• _TASK GOAL_: Please list every line of the listing below that contains the string "dumbbell". Case counts.

※

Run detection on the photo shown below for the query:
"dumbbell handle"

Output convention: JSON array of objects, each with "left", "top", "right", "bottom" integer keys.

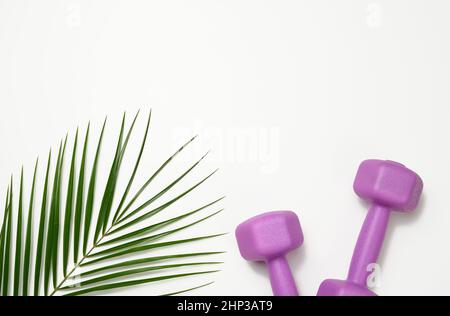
[
  {"left": 347, "top": 204, "right": 390, "bottom": 287},
  {"left": 267, "top": 256, "right": 298, "bottom": 296}
]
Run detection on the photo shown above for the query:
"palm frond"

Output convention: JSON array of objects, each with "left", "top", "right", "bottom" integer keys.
[{"left": 0, "top": 111, "right": 224, "bottom": 296}]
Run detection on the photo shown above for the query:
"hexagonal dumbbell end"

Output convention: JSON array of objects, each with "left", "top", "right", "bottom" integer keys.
[
  {"left": 236, "top": 211, "right": 303, "bottom": 296},
  {"left": 353, "top": 159, "right": 423, "bottom": 212},
  {"left": 318, "top": 160, "right": 423, "bottom": 296}
]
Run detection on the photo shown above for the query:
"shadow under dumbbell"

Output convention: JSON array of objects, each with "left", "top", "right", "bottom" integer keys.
[
  {"left": 249, "top": 244, "right": 306, "bottom": 295},
  {"left": 359, "top": 192, "right": 427, "bottom": 291}
]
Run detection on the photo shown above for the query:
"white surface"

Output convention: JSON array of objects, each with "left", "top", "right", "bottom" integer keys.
[{"left": 0, "top": 0, "right": 450, "bottom": 295}]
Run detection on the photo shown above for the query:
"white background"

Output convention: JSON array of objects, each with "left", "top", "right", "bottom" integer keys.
[{"left": 0, "top": 0, "right": 450, "bottom": 295}]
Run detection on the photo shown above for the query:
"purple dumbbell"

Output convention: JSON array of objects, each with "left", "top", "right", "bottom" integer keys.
[
  {"left": 317, "top": 160, "right": 423, "bottom": 296},
  {"left": 236, "top": 211, "right": 303, "bottom": 296}
]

※

• _CORRECT RESULT_:
"dumbbell handle"
"hexagonal dumbbell end"
"shadow under dumbbell"
"purple dumbbell"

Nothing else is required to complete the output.